PROVIDED TEXT:

'''

Doe v. District Attorney for the Plymouth District

564 N.E.2d 588 | Mass. App. Ct. | 1991

29 Mass. App. Ct. 671 (1991)
564 N.E.2d 588

JOHN DOE & another[1]
vs.
DISTRICT ATTORNEY FOR THE PLYMOUTH DISTRICT & others.[2]

No. 89-P-863.

Appeals Court of Massachusetts, Suffolk.

October 12, 1990.
January 3, 1991.

Present: PERRETTA, KASS, & FINE, JJ.

Walter B. Prince (John F. Herlihy, Jr., with him) for the plaintiffs.

Judy G. Zeprun, Assistant Attorney General, for the District Attorney for the Plymouth District & others.

KASS, J.

Trafficking in more than 100 grams of cocaine carries a mandatory ten-year sentence. G.L.c. 94C, § 32E(b)(3). Confronted by that charge and the severe punishment that would be visited upon them should they be convicted, *672 Doe and Roe, the plaintiffs, undertook to trade cooperation with the office of the district attorney for the Plymouth District for lesser charges.[3] Doe and Roe claim they have performed their part of the plea bargain but that the government has not. They brought an action in the nature of mandamus (see G.L.c. 249, § 5, and Mass.R.Civ.P. 81(b), 365 Mass. 841 [1974]) to require the government to perform its side of the agreement.[4] The government moved to dismiss the action: first, because mandamus did not lie; and, second, because the rights of Doe and Roe could be as well protected in the context of the primary criminal case as in a collateral civil action. A Superior Court judge allowed the motion to dismiss, and judgment entered accordingly.

For purposes of appeal, there is essential agreement about the facts to be assumed. The cooperation of Doe and Roe would consist of orchestrating and, if necessary, participating in drug transactions which would enable the government to net bigger fish. In two separate deals which Doe and Roe helped to stage, the government arrested drug dealers and confiscated large quantities (e.g., one pound) of cocaine. That cooperation, the plaintiffs allege, was to result in a reduction of charges which would enable the government to recommend three-year sentences. Thereupon, Doe and Roe insist, the government offered a recommendation of zero days of incarceration if Doe and Roe would cooperate in ensnaring *673 a still larger fish in the narcotics sea. With the assistance of a third party, they enabled the authorities to apprehend a target who possessed five kilograms of cocaine. Doe and Roe complain that, after putting them at considerable risk, the government not only refused to take steps that would diminish their sentences but turned on them and indicted them for trafficking in the five kilograms found in possession of the target dealer.

'''

REQUIRED WORK:
**A.** Translate this sentence from the court opinion into Spanish: "A Superior Court judge allowed the motion to dismiss, and judgment entered accordingly."
**B.** Take the part of the court opinion that opens with the words "JOHN DOE & another[1]" and closes with "KASS, & FINE, JJ.", and swap "Suffolk" for "Norfolk" as you write it out again.

EXTRACTED MATERIAL:
'''

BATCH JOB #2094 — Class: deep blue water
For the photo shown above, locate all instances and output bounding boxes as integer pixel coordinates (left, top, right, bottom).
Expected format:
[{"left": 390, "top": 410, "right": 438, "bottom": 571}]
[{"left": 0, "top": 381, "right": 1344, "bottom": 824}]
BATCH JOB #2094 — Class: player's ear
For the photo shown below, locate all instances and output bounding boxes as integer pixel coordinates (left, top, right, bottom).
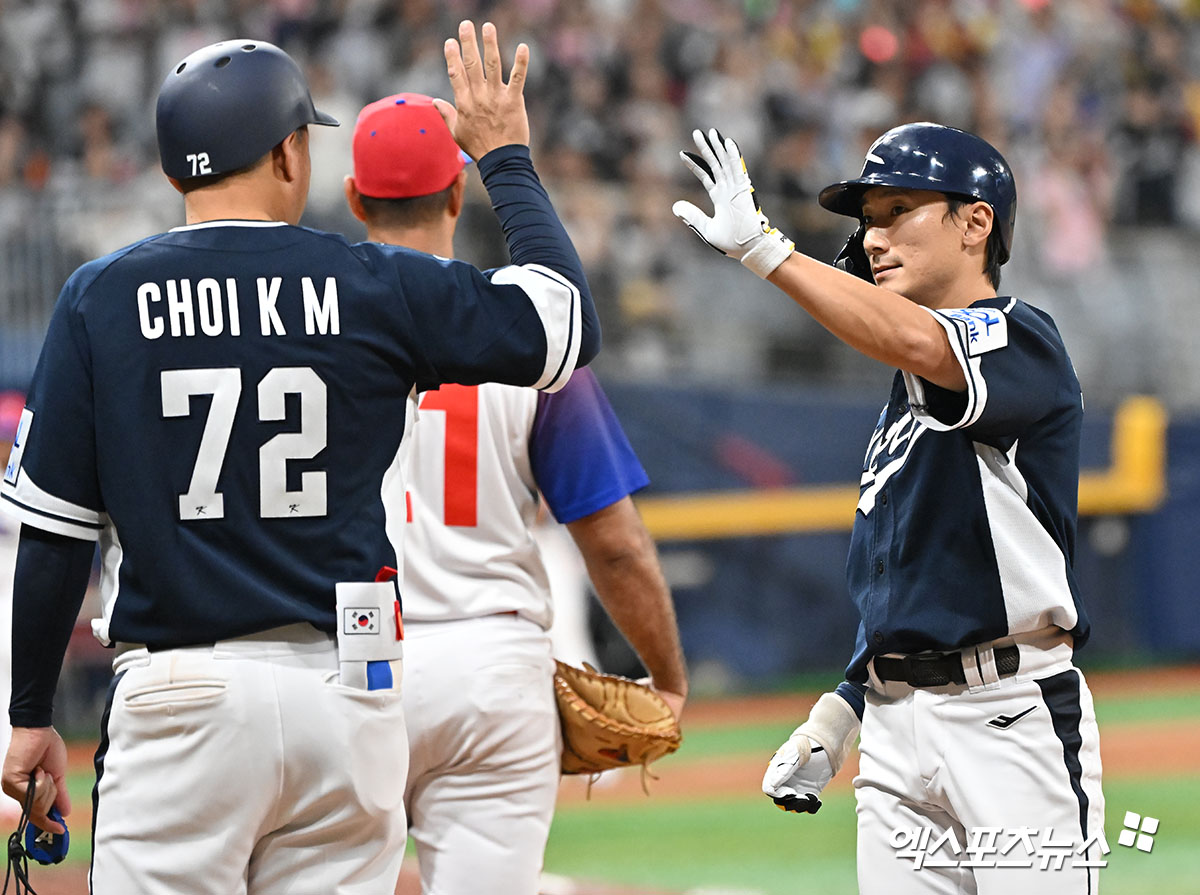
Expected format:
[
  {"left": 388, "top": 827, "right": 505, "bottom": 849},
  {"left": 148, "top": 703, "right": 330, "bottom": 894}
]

'''

ANSWERS GIVEN:
**A.** Un juez del Tribunal Superior admitió la moción de desestimación, y se dictó sentencia en consecuencia.

**B.**
JOHN DOE & another[1]
vs.
DISTRICT ATTORNEY FOR THE PLYMOUTH DISTRICT & others.[2]

No. 89-P-863.

Appeals Court of Massachusetts, Norfolk.

October 12, 1990.
January 3, 1991.

Present: PERRETTA, KASS, & FINE, JJ.